■ ASSIGNMENT
Only one portion of the data is to be written out: from the line bearing "Query: green foliage" through the line bearing "of the seated". Write it exactly as it appears.

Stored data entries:
- Opening Delimiter -

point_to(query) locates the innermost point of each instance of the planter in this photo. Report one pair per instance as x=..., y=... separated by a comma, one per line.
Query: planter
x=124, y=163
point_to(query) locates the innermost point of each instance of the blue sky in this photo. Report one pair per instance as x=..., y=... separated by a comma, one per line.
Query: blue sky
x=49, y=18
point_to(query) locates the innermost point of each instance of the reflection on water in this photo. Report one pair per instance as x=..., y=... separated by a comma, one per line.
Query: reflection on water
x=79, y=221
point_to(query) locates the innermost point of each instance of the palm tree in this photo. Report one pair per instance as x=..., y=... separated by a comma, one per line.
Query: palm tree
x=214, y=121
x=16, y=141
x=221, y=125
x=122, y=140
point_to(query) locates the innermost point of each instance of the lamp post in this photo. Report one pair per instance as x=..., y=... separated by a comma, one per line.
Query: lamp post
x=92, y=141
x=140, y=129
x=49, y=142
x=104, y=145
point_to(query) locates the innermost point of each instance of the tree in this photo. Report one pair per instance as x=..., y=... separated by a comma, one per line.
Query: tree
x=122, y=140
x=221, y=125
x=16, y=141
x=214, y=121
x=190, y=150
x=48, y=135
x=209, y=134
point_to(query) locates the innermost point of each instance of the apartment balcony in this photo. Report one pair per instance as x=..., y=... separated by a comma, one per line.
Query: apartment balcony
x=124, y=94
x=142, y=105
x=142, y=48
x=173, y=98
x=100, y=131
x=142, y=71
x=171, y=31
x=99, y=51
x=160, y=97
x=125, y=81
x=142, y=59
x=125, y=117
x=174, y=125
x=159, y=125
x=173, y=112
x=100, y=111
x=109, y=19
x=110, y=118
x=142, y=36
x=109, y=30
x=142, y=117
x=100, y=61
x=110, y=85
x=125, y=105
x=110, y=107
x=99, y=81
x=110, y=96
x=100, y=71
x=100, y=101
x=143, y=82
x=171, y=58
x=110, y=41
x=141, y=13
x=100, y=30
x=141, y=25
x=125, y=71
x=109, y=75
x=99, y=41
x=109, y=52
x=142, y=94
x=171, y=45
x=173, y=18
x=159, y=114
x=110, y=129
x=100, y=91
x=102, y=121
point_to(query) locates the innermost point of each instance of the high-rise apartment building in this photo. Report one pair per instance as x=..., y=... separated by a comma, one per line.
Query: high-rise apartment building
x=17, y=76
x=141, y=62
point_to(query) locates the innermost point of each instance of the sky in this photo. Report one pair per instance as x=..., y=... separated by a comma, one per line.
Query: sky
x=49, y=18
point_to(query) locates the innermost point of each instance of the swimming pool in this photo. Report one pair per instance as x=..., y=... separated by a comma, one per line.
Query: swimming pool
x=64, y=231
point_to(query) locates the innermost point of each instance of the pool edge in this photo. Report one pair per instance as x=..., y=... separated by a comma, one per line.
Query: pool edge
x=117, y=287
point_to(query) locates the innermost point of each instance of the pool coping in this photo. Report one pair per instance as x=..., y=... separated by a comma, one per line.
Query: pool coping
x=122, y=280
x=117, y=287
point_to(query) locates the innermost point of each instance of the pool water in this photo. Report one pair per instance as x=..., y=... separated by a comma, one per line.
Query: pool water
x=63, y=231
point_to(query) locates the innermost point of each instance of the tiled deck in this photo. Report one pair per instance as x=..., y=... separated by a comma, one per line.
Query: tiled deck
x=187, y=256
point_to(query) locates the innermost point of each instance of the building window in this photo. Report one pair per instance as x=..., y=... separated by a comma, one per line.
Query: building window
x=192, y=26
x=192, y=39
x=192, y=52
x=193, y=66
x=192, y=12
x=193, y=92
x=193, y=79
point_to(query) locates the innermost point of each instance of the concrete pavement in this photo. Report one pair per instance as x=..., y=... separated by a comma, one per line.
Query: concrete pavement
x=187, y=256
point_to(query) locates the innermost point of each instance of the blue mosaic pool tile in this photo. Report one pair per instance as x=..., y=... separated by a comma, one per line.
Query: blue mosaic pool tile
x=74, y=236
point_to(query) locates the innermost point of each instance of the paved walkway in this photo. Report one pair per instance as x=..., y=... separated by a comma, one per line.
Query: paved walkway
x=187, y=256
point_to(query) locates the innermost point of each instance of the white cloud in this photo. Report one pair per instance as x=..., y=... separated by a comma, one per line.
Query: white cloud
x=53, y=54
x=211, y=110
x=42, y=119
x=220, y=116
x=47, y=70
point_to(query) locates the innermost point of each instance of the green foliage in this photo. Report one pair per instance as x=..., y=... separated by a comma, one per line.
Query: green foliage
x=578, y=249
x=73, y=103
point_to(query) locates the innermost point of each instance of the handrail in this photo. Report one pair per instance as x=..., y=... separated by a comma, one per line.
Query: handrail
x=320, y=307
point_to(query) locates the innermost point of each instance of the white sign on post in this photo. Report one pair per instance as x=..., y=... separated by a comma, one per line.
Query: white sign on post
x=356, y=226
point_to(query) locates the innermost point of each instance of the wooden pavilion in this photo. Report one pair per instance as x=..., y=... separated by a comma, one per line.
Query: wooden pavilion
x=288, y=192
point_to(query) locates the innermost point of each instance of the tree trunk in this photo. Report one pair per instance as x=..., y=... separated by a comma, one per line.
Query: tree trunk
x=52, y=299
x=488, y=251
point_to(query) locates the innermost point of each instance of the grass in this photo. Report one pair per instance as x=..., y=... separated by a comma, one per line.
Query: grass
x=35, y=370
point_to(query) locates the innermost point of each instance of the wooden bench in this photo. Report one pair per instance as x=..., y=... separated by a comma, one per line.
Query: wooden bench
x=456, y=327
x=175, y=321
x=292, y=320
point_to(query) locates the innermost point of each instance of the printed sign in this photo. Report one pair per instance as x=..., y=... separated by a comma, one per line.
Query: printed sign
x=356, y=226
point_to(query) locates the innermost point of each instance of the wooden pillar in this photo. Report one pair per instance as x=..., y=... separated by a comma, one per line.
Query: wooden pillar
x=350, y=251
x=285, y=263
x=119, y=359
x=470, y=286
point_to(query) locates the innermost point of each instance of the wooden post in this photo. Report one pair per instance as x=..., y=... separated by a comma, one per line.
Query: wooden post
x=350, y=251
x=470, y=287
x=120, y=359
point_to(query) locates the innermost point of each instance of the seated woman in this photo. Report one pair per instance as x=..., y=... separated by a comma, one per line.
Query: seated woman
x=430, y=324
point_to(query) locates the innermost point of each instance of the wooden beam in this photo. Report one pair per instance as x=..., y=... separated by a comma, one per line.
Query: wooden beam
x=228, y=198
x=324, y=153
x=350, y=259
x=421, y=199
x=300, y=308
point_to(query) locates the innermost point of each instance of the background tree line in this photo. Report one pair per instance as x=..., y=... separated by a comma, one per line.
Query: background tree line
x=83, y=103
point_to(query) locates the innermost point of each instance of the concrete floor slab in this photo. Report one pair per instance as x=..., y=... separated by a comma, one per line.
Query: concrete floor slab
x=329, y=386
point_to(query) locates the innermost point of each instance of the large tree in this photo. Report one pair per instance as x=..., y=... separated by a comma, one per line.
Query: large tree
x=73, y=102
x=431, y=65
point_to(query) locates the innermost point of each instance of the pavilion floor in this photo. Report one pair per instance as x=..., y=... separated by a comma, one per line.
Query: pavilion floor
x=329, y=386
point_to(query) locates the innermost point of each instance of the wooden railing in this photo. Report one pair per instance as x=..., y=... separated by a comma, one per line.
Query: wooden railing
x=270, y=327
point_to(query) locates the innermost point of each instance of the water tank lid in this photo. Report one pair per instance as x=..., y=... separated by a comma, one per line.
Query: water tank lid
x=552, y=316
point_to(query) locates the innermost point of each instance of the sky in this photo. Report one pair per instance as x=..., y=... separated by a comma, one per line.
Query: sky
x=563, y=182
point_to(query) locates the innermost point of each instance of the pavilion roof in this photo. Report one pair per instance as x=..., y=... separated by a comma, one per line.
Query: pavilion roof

- Closing Delimiter -

■ TASK SOLUTION
Query: green foliage
x=578, y=249
x=73, y=103
point_to(query) locates the innermost point of each instance of the handrail in this photo. Report one pair per instance as x=..., y=... separated by a comma, one per line.
Query: handrail
x=320, y=307
point_to(query) locates the innermost point of each instance of the white sign on post in this photo. Report one pair per instance as x=..., y=... separated by a comma, one per line.
Query: white sign on post
x=356, y=226
point_to(query) locates the innermost point of each instance of the wooden pavilion in this photo. Report one pair per instance as x=..., y=... separated by a comma, one per line.
Query: wooden pavilion
x=288, y=192
point_to(query) locates the innermost point of each instance of the tree trunk in this photo. Report one pair per instance as x=..., y=... separated by a comma, one per line.
Query: tree trunk
x=52, y=299
x=488, y=251
point_to(query) locates the innermost point of each instance of the grass in this photo. Report one pair per instance as x=..., y=... separated by a comma, one per line.
Query: grass
x=35, y=370
point_to(query) locates the innermost point of each instance of the wooden bench in this photo. Report one pair per instance as x=..., y=... separated by a comma, one per line.
Query: wooden bench
x=456, y=327
x=175, y=321
x=292, y=320
point_to(query) locates the innermost point of each instance of the printed sign in this photo. Report one pair per instance as x=..., y=... separated by a comma, one per line.
Query: printed sign
x=356, y=226
point_to(query) locates the innermost point of each instance of the wooden pillar in this photo. Report one pair per instance as x=..., y=... separated by a comma, one per line.
Query: wooden pillar
x=350, y=251
x=285, y=263
x=119, y=359
x=470, y=286
point_to(query) locates the innermost point of each instance of the wooden post in this photo. Report one pair per instance as x=..., y=... separated by a comma, one per line.
Query: wooden post
x=350, y=251
x=470, y=287
x=120, y=359
point_to(query) locates the innermost point of each instance of the seated woman in this photo. Report one pair per instance as x=..., y=... separated by a comma, one per line.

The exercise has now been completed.